What the task asks =>
Your job is to set down the listing again exactly as it stands.

Task data =>
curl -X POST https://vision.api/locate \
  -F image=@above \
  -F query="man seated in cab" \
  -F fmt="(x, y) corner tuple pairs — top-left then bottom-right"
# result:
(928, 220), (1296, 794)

Output below =>
curl -X POST https://vision.api/locate \
  -F image=@above \
  -F query="man seated in cab" \
  -F fmt="(x, y) corner tuple pairs — top-left then bottom-right"
# result:
(928, 220), (1296, 794)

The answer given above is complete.